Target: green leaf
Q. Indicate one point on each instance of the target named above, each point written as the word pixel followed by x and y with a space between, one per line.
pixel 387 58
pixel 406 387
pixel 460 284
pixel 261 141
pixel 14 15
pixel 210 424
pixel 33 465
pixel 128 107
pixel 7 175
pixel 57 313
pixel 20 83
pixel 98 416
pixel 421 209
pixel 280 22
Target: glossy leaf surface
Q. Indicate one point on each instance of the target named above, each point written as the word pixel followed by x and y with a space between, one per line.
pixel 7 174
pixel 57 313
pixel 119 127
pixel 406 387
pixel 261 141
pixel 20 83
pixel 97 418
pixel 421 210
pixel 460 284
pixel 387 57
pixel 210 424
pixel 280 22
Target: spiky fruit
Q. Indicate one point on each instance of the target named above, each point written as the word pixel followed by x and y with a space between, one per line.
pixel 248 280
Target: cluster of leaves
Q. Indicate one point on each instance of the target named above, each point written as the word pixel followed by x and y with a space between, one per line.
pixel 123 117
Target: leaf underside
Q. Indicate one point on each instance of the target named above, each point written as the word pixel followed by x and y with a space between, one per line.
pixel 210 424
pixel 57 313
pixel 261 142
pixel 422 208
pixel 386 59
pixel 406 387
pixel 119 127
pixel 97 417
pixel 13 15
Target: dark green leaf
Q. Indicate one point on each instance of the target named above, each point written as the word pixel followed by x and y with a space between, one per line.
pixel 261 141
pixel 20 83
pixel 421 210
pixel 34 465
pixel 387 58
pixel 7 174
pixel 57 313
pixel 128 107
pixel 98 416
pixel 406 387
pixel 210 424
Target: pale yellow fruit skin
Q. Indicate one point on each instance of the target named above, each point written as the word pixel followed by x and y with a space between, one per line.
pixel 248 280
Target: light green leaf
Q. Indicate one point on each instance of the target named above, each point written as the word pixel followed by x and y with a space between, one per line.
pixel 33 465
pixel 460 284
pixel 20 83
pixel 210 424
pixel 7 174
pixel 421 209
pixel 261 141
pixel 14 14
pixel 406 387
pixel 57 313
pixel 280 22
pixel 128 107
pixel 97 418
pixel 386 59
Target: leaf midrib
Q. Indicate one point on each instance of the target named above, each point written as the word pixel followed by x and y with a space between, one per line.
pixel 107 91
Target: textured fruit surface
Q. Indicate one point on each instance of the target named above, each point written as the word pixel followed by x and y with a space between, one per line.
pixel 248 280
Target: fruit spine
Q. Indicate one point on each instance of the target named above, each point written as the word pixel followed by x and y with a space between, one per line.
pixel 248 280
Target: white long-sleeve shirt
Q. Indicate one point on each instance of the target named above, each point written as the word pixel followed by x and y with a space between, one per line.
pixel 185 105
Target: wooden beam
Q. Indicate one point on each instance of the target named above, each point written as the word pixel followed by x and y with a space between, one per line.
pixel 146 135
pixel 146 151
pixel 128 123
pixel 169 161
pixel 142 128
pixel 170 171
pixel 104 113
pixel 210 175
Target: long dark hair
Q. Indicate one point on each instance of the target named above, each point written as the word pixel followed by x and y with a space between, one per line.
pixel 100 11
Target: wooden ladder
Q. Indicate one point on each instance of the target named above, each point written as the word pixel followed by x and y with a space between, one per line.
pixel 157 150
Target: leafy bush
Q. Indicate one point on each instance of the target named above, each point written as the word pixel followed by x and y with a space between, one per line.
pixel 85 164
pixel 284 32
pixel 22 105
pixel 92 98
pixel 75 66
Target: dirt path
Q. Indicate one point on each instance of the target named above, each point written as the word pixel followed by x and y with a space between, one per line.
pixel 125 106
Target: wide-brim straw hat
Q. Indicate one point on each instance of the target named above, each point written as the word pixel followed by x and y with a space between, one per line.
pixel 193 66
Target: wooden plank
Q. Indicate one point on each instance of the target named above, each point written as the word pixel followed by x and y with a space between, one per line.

◇ ◇ ◇ ◇

● Exercise brief
Every entry above should be transcribed exactly as it appears.

● Problem solution
Target: green leaf
Q. Indicate one point on each instance of the target named above, each point written as the word pixel followed by x and y with a space between, one per line.
pixel 387 58
pixel 406 387
pixel 460 284
pixel 261 141
pixel 14 15
pixel 210 424
pixel 33 465
pixel 128 107
pixel 7 175
pixel 57 313
pixel 20 83
pixel 98 416
pixel 421 209
pixel 280 22
Target: glossy leaf surface
Q. Indicate one point on each instance of the target named above, each point written as the word pixel followed by x and y with a space between, one per line.
pixel 7 174
pixel 57 313
pixel 119 127
pixel 406 387
pixel 261 141
pixel 20 83
pixel 97 418
pixel 421 210
pixel 460 284
pixel 387 57
pixel 210 424
pixel 280 22
Target: spiky fruit
Q. Indicate one point on each instance of the target named above, each point written as the word pixel followed by x and y with a space between, one per line.
pixel 248 280
Target: cluster of leaves
Q. Indicate one point on each instance of the target named above, each point written as the word pixel followed by x and y with a space between, one per line.
pixel 123 117
Target: leaf underside
Q. Indicate one point on each instance of the target named above, each point written as the word pixel followed by x and y with a space between, one per line.
pixel 210 424
pixel 57 313
pixel 261 142
pixel 422 208
pixel 386 59
pixel 406 387
pixel 119 127
pixel 97 417
pixel 13 15
Target: dark green leaf
Q. Indicate one point on each instance of the target named above, each point written as the word pixel followed by x and y with a space between, one per line.
pixel 261 141
pixel 20 83
pixel 421 210
pixel 34 465
pixel 387 58
pixel 7 174
pixel 57 313
pixel 128 107
pixel 98 416
pixel 406 387
pixel 210 424
Target: pale yellow fruit skin
Q. Indicate one point on each instance of the target named above, each point written as the word pixel followed by x and y with a space between, one per line.
pixel 248 280
Target: light green leaf
Q. Indicate one point on each instance of the target named above, each point written as the word pixel followed by x and y with a space between, one per line.
pixel 33 465
pixel 460 284
pixel 20 83
pixel 210 424
pixel 7 174
pixel 421 209
pixel 261 141
pixel 14 14
pixel 406 387
pixel 57 313
pixel 280 22
pixel 128 107
pixel 97 418
pixel 386 59
Target: leaf midrib
Q. Indicate one point on each instance of the target named above, each point written as the word pixel followed by x and y with a space between, one per line.
pixel 107 91
Target: textured fruit surface
Q. Indicate one point on each instance of the target named above, each point written as the word pixel followed by x and y with a space between, one per line.
pixel 248 280
Target: fruit spine
Q. Indicate one point on each instance of the target named above, each point written as the word pixel followed by x and y with a space between, one per line.
pixel 248 280
Target: white long-sleeve shirt
Q. Indicate one point on each instance of the target named above, each point written as the word pixel followed by x and y with a space between, one per line.
pixel 185 105
Target: wooden beam
Q. Indicate one point on each instance of the target named above, each point written as the word pixel followed by x and y with a space between, one per line.
pixel 146 135
pixel 146 151
pixel 128 123
pixel 169 161
pixel 142 128
pixel 170 171
pixel 104 113
pixel 210 175
Target: long dark hair
Q. Indicate one point on each instance of the target named above, each point written as the word pixel followed by x and y with a space between, one per line.
pixel 100 11
Target: wooden ladder
Q. Indicate one point on each instance of the target named above, each point written as the word pixel followed by x and y with a space between, one per line.
pixel 157 150
Target: leafy bush
Q. Indicate one point on each instance of the target named above, each point written as the word pixel followed by x and y with a space between, one per line.
pixel 85 164
pixel 284 32
pixel 22 105
pixel 92 98
pixel 75 66
Target: dirt path
Q. Indicate one point on each instance of the target named above, each point written as the word pixel followed by x and y with a space between, one per line.
pixel 125 106
Target: wide-brim straw hat
Q. Indicate one point on each instance of the target named above, each point written as the word pixel followed by x and y with a space between, one per line.
pixel 193 66
Target: wooden plank
Q. Indicate one point on each instance of the target named above, each point written as the word pixel followed by x and y with a space between, one per line.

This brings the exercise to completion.